■ **Estratto**
Le ricostruzioni delle indagini fanno risalire il caso all’omicidio di Arturo Hernandez Cardona – segretario dei diritti umani e leader locale del Partito della Rivoluzione Democratica (PRD) e leader del sindacato dei Contadini di Emiliano Zapata – di cui è stato accusato, ma mai processato, il sindaco di Iguala, che alcuni testimoni avrebbero indicato anche come autore materiale dell’omicidio. Gli studenti della Scuola Normale, detti normalisti, sin dal principio avevano manifestato il proprio sdegno verso il sindaco, attaccando il municipio.

(Dati raccolti)
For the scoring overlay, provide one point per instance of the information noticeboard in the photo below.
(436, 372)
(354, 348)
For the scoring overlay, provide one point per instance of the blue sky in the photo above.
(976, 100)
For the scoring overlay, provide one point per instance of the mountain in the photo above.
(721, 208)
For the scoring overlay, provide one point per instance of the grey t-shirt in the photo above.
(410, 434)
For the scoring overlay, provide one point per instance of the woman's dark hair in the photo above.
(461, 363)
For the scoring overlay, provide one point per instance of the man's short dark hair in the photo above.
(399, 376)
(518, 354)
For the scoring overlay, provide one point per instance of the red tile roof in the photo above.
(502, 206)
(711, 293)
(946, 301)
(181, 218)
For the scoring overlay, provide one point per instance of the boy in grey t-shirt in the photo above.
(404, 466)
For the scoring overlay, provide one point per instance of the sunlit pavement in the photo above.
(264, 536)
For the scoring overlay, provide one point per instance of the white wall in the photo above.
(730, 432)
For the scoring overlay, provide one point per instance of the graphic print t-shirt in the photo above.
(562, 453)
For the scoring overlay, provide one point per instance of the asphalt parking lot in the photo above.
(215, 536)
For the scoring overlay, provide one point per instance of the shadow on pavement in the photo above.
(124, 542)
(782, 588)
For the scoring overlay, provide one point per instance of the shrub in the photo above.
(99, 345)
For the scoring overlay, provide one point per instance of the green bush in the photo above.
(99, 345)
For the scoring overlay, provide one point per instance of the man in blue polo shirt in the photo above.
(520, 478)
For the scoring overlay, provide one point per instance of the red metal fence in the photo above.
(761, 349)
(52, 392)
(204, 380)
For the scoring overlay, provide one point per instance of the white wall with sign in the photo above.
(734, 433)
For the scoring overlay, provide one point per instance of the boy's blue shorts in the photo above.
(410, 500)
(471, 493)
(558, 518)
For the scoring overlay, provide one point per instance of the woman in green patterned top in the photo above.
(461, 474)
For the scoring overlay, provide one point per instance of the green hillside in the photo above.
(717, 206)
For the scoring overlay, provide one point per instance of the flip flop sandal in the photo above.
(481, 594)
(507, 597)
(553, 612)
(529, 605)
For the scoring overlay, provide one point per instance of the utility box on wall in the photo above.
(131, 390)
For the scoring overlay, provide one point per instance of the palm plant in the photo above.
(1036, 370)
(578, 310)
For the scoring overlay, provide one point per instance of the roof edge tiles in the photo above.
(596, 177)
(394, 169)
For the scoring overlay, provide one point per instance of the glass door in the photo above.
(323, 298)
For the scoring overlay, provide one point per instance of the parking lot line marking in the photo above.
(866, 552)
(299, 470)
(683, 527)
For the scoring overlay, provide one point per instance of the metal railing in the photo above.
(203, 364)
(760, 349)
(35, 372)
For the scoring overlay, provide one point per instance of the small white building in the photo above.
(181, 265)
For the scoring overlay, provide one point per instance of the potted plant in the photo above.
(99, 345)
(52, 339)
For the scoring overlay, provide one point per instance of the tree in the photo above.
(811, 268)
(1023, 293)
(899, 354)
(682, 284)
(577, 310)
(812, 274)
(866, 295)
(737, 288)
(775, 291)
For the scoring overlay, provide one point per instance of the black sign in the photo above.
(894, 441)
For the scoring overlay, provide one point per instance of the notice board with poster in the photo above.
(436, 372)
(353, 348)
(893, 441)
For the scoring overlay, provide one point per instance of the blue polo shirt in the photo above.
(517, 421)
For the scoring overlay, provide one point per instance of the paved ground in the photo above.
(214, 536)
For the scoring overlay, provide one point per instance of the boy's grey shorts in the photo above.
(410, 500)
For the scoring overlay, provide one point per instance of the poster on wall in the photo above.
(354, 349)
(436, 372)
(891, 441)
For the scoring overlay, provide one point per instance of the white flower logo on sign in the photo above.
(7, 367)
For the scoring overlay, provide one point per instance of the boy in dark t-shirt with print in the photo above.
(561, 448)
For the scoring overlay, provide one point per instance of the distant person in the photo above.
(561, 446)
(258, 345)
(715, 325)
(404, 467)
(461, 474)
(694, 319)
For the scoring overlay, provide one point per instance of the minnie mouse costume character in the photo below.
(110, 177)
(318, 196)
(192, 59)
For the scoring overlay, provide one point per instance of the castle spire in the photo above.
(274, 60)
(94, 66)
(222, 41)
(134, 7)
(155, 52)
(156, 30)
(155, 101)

■ **Esercizi da svolgere**
1 - Nell'estratto, con quale nome vengono chiamati gli studenti della Scuola Normale?
2 - Raccogli tutte le righe dei dati raccolti che contengono la parola "blue".

■ **Risultati attesi**
1 - Vengono chiamati normalisti.

2 -
For the scoring overlay, provide one point per instance of the blue sky in the photo above.
For the scoring overlay, provide one point per instance of the man in blue polo shirt in the photo above.
For the scoring overlay, provide one point per instance of the boy's blue shorts in the photo above.
For the scoring overlay, provide one point per instance of the blue polo shirt in the photo above.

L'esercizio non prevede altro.